*What this task involves*. Please render these rows as a numbered list, beginning at the line that has "outline blurred person in background" and stopping after the line that has "254 119 L 244". Leave out any blank lines.

----- Data extract -----

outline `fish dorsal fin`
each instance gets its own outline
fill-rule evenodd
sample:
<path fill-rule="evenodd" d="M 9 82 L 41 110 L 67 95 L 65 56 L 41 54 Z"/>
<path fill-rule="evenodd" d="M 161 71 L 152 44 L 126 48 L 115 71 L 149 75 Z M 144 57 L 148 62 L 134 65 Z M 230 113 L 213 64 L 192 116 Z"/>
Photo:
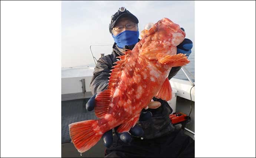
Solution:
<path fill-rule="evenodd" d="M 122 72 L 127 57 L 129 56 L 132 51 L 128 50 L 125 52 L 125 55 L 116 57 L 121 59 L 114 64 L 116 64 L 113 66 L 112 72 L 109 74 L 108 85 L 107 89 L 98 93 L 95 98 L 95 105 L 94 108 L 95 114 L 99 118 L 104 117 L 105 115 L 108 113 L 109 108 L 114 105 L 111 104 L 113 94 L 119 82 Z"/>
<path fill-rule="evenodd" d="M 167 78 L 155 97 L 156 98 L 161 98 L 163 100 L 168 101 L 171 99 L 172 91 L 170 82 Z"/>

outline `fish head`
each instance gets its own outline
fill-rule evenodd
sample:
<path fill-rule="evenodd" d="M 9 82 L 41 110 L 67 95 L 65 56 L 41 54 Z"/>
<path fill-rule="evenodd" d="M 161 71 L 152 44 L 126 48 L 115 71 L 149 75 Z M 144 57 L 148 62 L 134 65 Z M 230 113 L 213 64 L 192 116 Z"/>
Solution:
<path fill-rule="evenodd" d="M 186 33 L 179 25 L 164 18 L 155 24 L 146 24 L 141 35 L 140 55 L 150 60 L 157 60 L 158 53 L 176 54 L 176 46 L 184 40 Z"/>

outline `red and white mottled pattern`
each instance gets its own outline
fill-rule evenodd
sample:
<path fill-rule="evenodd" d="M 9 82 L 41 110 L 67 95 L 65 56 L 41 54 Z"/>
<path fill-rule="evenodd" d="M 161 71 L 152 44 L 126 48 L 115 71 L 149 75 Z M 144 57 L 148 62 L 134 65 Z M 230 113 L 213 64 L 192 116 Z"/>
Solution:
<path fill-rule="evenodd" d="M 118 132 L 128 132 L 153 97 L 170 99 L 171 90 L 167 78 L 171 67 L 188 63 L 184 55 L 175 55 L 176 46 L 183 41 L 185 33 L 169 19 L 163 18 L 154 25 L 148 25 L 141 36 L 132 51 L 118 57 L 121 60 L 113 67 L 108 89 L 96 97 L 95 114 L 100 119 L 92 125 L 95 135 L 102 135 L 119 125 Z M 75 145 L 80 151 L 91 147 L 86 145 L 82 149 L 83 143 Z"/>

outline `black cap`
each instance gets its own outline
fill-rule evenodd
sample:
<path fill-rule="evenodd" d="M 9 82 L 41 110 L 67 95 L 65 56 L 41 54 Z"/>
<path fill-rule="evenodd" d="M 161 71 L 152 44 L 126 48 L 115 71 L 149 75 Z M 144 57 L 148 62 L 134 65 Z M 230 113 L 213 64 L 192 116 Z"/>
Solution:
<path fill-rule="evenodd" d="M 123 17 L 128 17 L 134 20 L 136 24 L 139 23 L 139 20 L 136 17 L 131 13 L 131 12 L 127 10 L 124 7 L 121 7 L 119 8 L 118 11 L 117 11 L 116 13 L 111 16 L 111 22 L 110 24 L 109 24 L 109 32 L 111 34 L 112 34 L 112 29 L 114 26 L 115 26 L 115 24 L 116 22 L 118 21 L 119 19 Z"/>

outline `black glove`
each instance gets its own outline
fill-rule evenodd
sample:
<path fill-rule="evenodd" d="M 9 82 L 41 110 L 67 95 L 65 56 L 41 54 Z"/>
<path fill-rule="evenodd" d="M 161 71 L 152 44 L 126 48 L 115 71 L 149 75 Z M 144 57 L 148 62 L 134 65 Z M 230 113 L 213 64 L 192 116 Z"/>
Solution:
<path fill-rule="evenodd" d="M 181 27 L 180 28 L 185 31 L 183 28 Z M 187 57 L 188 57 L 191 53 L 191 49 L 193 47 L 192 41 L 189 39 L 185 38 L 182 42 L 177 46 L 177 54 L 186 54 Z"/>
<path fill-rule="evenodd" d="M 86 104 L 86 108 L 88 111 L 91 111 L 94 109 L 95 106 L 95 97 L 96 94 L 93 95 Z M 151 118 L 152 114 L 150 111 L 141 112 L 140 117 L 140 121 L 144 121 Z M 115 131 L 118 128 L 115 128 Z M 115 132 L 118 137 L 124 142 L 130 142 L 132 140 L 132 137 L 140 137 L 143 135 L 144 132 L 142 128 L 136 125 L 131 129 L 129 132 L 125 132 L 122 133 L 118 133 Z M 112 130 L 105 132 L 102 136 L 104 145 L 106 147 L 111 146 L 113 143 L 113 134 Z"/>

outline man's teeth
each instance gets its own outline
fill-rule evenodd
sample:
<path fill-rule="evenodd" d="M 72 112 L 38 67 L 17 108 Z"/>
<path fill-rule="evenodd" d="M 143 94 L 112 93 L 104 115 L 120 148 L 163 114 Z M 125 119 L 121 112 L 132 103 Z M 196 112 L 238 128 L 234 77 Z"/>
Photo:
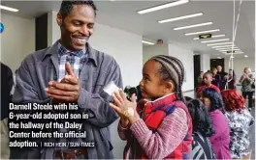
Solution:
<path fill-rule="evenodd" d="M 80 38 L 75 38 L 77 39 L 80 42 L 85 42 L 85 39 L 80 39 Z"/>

-----
----- Data extract -----

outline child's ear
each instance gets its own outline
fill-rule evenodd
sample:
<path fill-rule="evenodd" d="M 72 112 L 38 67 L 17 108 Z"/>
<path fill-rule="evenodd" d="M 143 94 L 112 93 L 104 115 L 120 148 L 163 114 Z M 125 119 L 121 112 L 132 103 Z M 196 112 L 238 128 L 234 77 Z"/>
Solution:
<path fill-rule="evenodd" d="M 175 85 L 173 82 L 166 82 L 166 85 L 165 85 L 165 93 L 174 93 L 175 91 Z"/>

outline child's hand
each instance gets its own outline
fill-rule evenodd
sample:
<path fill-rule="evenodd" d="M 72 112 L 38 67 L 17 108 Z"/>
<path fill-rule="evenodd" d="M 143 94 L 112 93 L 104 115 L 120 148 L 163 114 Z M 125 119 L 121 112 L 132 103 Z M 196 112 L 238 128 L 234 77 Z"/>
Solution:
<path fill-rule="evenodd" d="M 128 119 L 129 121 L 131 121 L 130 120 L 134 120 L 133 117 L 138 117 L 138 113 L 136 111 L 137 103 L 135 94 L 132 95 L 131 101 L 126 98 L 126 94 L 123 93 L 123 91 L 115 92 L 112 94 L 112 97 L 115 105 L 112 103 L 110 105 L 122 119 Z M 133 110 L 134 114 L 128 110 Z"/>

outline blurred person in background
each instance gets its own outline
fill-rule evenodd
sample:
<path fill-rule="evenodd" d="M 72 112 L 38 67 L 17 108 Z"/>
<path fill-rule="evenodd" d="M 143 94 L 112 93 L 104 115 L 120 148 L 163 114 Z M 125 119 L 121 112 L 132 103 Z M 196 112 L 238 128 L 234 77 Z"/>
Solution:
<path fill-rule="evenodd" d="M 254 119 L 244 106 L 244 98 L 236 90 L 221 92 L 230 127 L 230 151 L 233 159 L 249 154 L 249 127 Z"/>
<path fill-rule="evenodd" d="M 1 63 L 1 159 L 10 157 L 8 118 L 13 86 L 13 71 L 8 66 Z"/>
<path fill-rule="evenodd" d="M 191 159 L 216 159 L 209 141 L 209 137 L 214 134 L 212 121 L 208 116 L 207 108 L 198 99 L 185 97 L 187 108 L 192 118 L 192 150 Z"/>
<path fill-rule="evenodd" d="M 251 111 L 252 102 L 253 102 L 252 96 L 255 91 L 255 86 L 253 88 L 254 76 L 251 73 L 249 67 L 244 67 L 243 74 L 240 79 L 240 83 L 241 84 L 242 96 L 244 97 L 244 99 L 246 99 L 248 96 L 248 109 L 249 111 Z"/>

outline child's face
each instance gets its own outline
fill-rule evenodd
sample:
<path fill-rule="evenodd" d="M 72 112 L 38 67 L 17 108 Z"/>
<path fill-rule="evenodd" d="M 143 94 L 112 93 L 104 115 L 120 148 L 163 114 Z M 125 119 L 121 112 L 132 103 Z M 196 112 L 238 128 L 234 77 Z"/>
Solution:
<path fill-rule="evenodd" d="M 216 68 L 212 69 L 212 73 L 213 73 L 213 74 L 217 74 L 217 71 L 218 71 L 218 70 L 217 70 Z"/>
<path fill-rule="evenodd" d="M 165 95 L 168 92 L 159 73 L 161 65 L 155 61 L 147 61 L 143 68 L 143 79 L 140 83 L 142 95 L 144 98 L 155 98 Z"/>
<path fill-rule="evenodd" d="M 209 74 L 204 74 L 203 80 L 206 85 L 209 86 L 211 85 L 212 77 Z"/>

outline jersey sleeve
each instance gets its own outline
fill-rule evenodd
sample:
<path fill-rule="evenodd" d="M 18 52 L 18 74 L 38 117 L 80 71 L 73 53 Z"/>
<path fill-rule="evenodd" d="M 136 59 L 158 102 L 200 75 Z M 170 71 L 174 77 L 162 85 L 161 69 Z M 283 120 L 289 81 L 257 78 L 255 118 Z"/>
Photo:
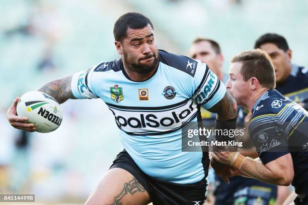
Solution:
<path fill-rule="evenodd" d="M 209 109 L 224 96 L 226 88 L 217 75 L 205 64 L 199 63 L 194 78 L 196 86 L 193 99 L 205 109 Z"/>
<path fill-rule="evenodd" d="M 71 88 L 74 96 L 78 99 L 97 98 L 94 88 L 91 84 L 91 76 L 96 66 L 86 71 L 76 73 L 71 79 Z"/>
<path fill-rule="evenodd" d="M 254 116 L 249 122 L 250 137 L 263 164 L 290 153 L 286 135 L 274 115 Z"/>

-----

*Completed task*.
1. outline blurred person in background
2. each instance gets its own outline
3. fill-rule evenodd
4. sample:
5. <path fill-rule="evenodd" d="M 72 112 L 38 67 L 17 108 Z"/>
6. <path fill-rule="evenodd" d="M 143 94 L 112 93 L 104 115 L 120 148 L 163 114 Z M 125 119 L 121 112 L 132 103 Z M 196 112 L 238 128 L 234 77 Z"/>
7. Solution:
8. <path fill-rule="evenodd" d="M 254 119 L 244 106 L 244 98 L 236 90 L 221 92 L 230 127 L 230 151 L 233 159 L 249 154 L 249 127 Z"/>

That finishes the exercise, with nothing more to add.